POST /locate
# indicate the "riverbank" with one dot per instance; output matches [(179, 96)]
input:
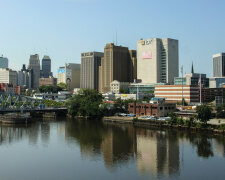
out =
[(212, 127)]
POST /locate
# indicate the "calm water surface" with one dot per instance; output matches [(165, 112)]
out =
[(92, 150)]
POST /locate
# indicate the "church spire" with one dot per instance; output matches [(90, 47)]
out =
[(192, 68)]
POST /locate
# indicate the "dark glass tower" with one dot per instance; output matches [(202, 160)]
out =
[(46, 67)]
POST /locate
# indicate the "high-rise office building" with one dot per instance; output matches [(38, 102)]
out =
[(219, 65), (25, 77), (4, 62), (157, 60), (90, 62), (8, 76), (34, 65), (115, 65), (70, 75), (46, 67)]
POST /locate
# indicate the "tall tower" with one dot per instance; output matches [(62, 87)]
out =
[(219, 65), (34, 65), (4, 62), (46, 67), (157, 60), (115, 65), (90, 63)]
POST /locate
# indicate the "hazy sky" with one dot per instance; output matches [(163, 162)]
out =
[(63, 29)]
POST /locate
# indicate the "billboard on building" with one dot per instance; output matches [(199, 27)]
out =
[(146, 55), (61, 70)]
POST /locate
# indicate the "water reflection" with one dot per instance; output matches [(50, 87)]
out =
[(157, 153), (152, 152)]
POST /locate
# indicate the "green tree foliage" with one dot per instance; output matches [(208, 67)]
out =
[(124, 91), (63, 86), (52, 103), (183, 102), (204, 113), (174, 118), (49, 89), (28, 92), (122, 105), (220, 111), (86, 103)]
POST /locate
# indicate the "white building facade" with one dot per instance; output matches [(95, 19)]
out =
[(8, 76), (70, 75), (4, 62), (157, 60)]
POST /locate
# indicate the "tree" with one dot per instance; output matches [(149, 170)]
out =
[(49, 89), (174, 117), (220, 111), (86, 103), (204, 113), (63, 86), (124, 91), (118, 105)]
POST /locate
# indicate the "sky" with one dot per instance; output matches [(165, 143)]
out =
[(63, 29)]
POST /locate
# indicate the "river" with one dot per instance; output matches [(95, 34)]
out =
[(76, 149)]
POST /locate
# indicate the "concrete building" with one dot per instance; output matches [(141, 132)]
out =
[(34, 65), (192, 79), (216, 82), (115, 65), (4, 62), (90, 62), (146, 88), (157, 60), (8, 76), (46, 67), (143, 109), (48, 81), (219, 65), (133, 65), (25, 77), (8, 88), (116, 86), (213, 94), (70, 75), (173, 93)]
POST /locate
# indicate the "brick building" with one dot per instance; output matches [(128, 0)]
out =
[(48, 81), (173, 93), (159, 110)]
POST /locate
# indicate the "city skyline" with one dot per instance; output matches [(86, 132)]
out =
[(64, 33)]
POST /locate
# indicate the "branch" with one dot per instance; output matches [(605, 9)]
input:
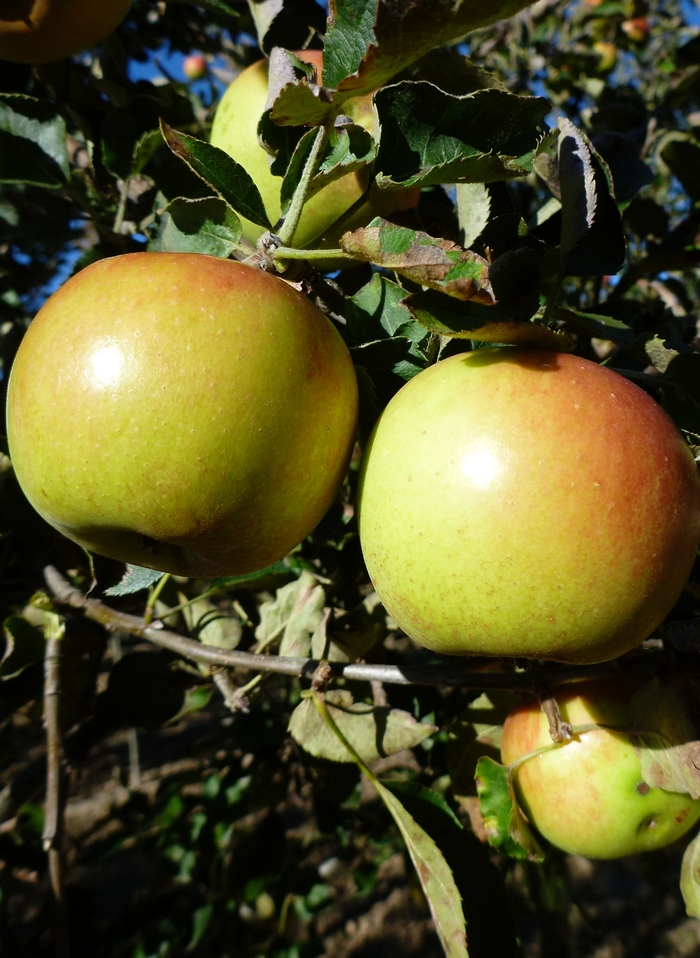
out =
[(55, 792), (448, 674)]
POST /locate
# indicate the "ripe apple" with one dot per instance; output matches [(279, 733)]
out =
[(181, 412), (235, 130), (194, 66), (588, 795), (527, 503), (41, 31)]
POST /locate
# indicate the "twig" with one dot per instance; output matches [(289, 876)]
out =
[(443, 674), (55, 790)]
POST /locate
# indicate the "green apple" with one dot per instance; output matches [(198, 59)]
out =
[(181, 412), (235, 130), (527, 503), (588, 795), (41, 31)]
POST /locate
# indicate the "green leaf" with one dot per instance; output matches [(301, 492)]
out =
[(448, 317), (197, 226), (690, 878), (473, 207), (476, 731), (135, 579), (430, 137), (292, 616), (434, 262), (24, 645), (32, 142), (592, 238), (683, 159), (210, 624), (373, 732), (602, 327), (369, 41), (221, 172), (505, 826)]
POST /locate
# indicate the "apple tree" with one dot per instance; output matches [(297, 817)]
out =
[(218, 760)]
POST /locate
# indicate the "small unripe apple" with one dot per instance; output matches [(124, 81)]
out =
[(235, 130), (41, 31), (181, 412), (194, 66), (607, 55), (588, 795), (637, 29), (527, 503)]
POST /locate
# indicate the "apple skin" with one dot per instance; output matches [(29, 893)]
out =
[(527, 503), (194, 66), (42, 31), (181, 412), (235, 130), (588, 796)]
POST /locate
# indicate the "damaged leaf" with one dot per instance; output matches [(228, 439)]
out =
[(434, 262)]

------------------------------

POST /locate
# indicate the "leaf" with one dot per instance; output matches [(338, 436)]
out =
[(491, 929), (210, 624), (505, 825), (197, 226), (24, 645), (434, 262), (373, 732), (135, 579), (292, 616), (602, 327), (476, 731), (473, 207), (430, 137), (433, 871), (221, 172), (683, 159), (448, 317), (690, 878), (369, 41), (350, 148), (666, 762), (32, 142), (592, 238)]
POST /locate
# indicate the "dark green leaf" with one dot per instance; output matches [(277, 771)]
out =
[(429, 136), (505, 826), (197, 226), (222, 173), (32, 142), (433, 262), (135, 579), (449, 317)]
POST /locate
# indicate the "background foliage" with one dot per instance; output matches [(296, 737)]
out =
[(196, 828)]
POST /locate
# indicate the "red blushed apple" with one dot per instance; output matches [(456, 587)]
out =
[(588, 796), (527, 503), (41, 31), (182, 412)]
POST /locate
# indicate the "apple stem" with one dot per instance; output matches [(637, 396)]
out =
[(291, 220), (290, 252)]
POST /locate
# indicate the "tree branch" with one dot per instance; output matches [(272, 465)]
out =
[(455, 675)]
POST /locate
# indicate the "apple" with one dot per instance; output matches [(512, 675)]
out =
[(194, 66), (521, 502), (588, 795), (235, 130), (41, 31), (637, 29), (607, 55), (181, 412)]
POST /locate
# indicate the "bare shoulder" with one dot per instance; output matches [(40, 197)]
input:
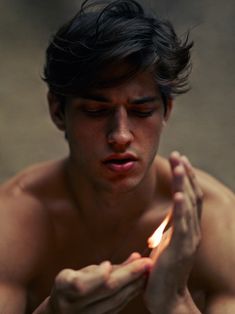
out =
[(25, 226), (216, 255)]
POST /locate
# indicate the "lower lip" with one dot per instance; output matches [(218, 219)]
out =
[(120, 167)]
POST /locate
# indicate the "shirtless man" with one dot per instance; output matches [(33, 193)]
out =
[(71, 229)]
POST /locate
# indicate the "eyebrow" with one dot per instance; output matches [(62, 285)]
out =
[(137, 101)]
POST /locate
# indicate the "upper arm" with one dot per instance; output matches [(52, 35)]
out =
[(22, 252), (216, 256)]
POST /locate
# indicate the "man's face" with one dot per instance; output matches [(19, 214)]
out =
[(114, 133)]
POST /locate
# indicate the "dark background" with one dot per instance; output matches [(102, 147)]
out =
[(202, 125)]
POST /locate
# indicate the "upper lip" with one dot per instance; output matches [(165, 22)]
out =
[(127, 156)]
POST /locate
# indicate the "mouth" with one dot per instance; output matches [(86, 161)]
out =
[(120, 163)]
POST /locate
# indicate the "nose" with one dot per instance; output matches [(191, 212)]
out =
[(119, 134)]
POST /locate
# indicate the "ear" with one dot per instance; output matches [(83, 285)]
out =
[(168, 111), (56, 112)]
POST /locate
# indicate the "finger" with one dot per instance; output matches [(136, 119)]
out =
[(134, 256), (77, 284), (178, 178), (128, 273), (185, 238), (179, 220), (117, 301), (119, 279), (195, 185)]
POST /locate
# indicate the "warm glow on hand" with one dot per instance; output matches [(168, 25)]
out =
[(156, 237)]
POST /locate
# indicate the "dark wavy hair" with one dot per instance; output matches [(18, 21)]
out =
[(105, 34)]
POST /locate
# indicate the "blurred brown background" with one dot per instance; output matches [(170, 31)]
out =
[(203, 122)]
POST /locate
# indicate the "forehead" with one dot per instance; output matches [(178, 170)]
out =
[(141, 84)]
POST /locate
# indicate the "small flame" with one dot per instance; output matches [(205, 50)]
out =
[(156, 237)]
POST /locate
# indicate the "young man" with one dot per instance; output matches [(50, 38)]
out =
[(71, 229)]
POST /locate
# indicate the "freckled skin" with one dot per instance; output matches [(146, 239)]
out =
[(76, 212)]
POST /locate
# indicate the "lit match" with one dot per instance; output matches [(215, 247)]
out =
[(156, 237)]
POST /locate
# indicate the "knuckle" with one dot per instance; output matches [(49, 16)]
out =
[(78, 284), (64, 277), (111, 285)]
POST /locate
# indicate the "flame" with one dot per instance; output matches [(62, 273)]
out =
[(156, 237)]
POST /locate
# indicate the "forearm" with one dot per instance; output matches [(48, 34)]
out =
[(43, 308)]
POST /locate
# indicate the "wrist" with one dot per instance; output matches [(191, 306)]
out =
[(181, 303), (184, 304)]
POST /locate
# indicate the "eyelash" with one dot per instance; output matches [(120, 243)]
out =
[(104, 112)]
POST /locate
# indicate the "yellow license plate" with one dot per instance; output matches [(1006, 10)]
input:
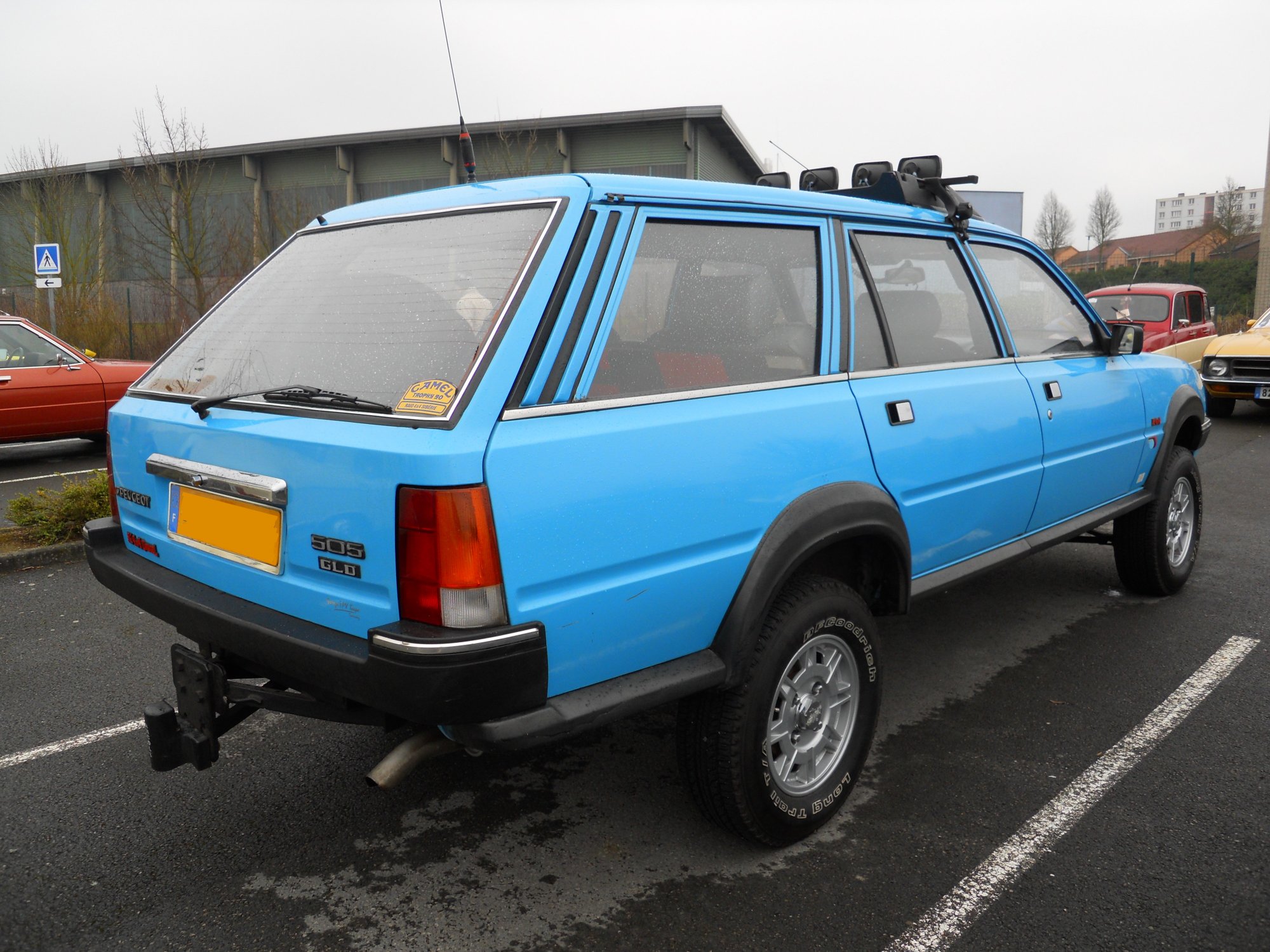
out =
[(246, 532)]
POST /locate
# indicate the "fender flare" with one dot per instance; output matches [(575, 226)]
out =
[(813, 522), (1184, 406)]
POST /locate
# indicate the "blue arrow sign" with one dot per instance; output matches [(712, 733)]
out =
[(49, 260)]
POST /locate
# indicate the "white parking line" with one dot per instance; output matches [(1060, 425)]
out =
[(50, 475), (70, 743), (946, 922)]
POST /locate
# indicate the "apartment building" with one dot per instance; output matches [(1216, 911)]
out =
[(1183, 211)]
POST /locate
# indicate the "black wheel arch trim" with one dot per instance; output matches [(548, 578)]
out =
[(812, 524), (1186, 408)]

------------------------------

Where a line contains the word "tree", copy that line from the listing above.

# indicate the "green tree foliage" with one dot per instance; output matches [(208, 67)]
# indicate the "tree" with one dot per instance; output matches [(149, 170)]
# indicate the "apple tree" with one dot per instance; output matches [(297, 817)]
# indicate the "tree branch" with one dot per instance; output matches [(272, 465)]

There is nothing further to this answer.